## Start Input records

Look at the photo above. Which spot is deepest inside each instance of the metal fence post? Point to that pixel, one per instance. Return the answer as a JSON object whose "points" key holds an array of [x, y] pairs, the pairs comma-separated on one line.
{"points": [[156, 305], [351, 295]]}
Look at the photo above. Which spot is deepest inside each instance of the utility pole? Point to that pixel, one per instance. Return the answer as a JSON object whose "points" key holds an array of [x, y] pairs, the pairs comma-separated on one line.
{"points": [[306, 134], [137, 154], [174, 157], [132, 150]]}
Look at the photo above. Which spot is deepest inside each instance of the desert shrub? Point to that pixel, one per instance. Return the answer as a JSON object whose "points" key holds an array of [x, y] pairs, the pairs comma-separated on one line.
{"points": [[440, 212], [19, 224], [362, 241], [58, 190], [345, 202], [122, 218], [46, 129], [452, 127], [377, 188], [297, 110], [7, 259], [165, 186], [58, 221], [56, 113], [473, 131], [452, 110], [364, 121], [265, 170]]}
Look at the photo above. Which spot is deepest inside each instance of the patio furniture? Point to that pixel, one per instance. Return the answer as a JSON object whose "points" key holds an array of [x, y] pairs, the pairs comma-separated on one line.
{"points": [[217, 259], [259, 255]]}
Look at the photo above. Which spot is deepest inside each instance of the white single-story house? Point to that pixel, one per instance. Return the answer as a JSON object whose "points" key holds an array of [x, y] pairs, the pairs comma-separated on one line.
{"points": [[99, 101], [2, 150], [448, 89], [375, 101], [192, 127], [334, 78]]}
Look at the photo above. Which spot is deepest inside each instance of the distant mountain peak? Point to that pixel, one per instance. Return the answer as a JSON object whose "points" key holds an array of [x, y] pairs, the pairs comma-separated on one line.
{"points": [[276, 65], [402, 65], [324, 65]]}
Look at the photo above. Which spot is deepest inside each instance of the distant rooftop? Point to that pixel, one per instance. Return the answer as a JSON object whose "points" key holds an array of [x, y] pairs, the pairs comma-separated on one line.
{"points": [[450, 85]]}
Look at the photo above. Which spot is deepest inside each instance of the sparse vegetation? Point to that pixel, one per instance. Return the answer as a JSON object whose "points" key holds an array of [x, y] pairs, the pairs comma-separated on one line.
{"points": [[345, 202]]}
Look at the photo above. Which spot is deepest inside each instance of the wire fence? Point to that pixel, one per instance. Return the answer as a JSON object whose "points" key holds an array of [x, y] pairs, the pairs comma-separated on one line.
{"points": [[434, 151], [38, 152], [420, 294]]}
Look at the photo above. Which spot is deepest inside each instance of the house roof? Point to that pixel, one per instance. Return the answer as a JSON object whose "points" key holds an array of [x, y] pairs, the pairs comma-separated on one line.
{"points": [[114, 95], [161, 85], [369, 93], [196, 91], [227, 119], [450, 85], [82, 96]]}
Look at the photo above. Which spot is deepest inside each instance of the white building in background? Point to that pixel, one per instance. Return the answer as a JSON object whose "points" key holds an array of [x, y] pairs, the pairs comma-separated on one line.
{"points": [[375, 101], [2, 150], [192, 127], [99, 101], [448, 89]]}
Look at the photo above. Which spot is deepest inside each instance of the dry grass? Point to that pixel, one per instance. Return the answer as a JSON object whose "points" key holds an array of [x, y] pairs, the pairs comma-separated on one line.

## End Input records

Format every line of the data above as a JSON list of strings, one string per line, omitting any blank lines.

Answer to this exercise:
[
  "Look at the photo above. Which spot is deepest inside each instance of the metal fence post? Point to that pixel, one per instance. Return the answer as a JSON object whose \"points\" key holds an array of [x, y] pairs, the pairs comma-separated on one line.",
  "{\"points\": [[156, 305], [351, 295]]}",
  "Look at the photo above. Which spot is deepest inside each instance of the utility pole? Point to that pixel, one per instance. Return the answer as a JSON object whose \"points\" key holds an array of [x, y] pairs, the pairs comma-separated on one line.",
  "{\"points\": [[306, 134], [137, 154], [174, 157], [132, 150]]}",
  "Look at the photo above. Which spot is deepest inside each instance of the desert shrub? Point to that pixel, one per instance. Return the answer as a JSON object whose \"points\" key holds an array of [x, y] pairs, the pairs comma-separated on one line.",
  "{\"points\": [[440, 212], [19, 224], [362, 241], [58, 190], [345, 202], [122, 218], [46, 129], [452, 127], [377, 188], [297, 110], [7, 259], [165, 186], [58, 221], [56, 113], [473, 131], [452, 110], [364, 121], [265, 170]]}",
  "Look at the photo above. Which spot is deepest inside each instance of the patio furniture? Point to that pixel, one per instance. Return the answer as a JSON object whose \"points\" key holds an array of [x, y] pairs, the pairs comma-separated on one line.",
  "{\"points\": [[217, 259], [259, 255]]}",
  "Look at the photo above. Which spot is deepest inside each instance of the white single-story house? Point to that pixel, one per instance. Return the answer as a JSON object whose \"points\" key holds an array of [x, y] pairs, the pairs comma-separated on one line.",
  "{\"points\": [[99, 101], [2, 150], [448, 89], [375, 101], [192, 127], [334, 78]]}",
  "Look at the photo above. Which spot is deepest inside each instance of the distant mountain peak? Point to that pixel, one per instance. Return the answer as a JSON object whose \"points\" key holds an array of [x, y] pairs, the pairs comma-separated on one line.",
  "{\"points\": [[276, 65], [402, 65], [324, 65]]}",
  "Look at the photo above. Which spot is deepest inside each instance of the distant rooftop? Point to that pixel, one per instance. Return the answer as a JSON object whose \"points\" key holds an array of [x, y] pairs, the pairs comma-separated on one line.",
  "{\"points\": [[450, 85]]}",
  "Look at the photo above. Which spot is deepest inside each instance of the sparse vegetation? Point to that pixel, one per instance. Return the answer as a JSON object whose \"points\" key holds an array of [x, y] pairs, the pairs comma-separated on one line.",
  "{\"points\": [[345, 202]]}",
  "Look at the photo above. Which spot is deepest inside each instance of the wire fence? Point to that pixel, one per instance. Return the answer as a JSON object whose \"points\" key holds an array of [x, y] pairs, the pairs comma-separated on one line.",
  "{\"points\": [[434, 151], [38, 152], [420, 294]]}",
  "Look at the photo above. Which spot is deepest inside each instance of the house roof? Point to that pixel, one per instance. Return the answer as a JSON object whose \"points\" key holds an array of [x, y] pairs, the pairs comma-separated on one line.",
  "{\"points\": [[114, 95], [161, 85], [369, 93], [196, 91], [227, 119], [450, 85], [82, 96]]}",
  "Look at the photo above. Which spot is deepest inside each instance of the white building in background? Point to that pixel, one per instance. Return the answer as a JSON object whose \"points\" key holds an array of [x, y] pairs, the pairs comma-separated on one line.",
  "{\"points\": [[375, 101], [2, 150], [192, 127], [99, 101], [448, 89]]}",
  "Look at the photo above. Which spot is deepest inside each instance of the dry grass? Point to that pixel, one per instance. Return the answer as a JSON object whose \"points\" key holds an array of [x, y] pairs, the pairs comma-separated on one line."
]